From Standard & Poor's Press Release regarding the French Proposal:
LONDON (Standard & Poor's) July 4, 2011:
This credit comment looks at the most prominent of the recent proposals, put forward by the Federation Bancaire Francaise (FBF) on June 24, 2011, in the context of our criteria for evaluating distressed debt exchanges and similar debt restructurings (see Related Research below). In brief, it is our view that each of the two financing options described in the FBF proposal would likely amount to a default under our criteria. (emphasis mine)
A bunch of mumbo jumbo follows. But Daniel Gros, director of the Center for European Policy Studies in Brussels, sums it up nicely in this NY Times quote: “Ratings agencies are saying, ‘We don’t think it’s voluntary; it’s just a way to hide a default’ — which it is.”
Dare I say it? . . . My fingers freeze on the keyboard as I type . . . S&P may have actually learned something from the last crisis. Surely it can’t last.
But the ECB apparently has not. According to the FT:
The European Central Bank will continue to accept Greek debt as collateral for loans unless all the major credit rating agencies it uses declare it to be in default, said a senior finance official. (emphasis mine)
According to the FT, Fitch has also indicated it is likely to call a rollover a default. Moody’s has yet to comment.
For Greece and the Euro, it’s back to the drawing board, looking for another way to keep kicking that can down the road. Only, according to Wolfgang Munchau, it’s no longer an ordinary can: now it is full of explosives.

● TASKS FOR THIS EXERCISE:
a – In the commentary on the Standard & Poor's credit comment, under what condition will the European Central Bank stop accepting Greek debt as collateral for loans?
b – Retype the part of the commentary on the Standard & Poor's credit comment starting with "According to the FT, Fitch" and going on through "full of explosives.".

● DATA RECORDS:
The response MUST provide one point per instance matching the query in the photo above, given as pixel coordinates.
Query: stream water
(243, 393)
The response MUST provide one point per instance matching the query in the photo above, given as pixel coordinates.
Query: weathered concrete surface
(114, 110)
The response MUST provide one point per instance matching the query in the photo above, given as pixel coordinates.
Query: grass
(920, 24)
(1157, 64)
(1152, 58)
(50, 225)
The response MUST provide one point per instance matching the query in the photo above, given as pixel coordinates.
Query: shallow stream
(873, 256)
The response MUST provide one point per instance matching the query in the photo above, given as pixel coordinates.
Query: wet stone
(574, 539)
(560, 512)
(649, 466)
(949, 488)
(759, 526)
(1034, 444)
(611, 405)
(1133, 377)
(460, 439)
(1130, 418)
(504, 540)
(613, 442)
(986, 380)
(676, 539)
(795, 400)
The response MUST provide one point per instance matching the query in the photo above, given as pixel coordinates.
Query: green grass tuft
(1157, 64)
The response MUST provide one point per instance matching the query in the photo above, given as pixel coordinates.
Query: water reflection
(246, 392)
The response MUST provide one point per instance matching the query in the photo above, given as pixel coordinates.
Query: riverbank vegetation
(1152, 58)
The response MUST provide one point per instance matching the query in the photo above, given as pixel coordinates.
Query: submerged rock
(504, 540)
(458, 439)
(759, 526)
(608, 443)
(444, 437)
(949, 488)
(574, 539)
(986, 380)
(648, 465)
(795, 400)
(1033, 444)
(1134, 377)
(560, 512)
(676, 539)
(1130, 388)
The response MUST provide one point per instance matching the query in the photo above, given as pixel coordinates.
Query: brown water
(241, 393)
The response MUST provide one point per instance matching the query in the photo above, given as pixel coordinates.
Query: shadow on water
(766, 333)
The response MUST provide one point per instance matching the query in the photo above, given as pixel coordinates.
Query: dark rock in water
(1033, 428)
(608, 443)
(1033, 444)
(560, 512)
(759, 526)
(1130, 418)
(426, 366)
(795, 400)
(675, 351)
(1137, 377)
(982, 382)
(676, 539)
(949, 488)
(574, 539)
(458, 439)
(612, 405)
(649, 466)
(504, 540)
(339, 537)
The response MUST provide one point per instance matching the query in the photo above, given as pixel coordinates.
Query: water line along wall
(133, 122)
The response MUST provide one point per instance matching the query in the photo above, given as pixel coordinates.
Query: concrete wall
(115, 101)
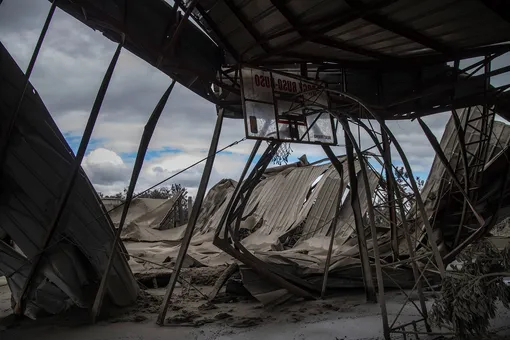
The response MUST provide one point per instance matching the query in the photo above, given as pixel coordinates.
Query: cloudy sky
(68, 73)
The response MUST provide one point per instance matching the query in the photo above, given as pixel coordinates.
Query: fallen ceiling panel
(38, 160)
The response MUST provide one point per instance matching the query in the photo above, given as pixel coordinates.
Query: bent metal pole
(142, 150)
(4, 143)
(68, 185)
(193, 218)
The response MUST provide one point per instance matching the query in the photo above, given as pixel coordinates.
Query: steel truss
(422, 256)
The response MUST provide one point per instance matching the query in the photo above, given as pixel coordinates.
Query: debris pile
(37, 162)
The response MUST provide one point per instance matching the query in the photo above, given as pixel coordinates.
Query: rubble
(34, 169)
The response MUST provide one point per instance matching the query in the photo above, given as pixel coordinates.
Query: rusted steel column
(358, 218)
(8, 132)
(238, 187)
(338, 166)
(437, 148)
(373, 231)
(142, 150)
(68, 185)
(193, 218)
(405, 226)
(390, 193)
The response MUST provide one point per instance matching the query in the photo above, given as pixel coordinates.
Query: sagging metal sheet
(38, 160)
(486, 176)
(147, 25)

● SOLVED PROBLEMS:
a – When all the major credit rating agencies it uses declare Greek debt to be in default.

b –
According to the FT, Fitch has also indicated it is likely to call a rollover a default. Moody’s has yet to comment.
For Greece and the Euro, it’s back to the drawing board, looking for another way to keep kicking that can down the road. Only, according to Wolfgang Munchau, it’s no longer an ordinary can: now it is full of explosives.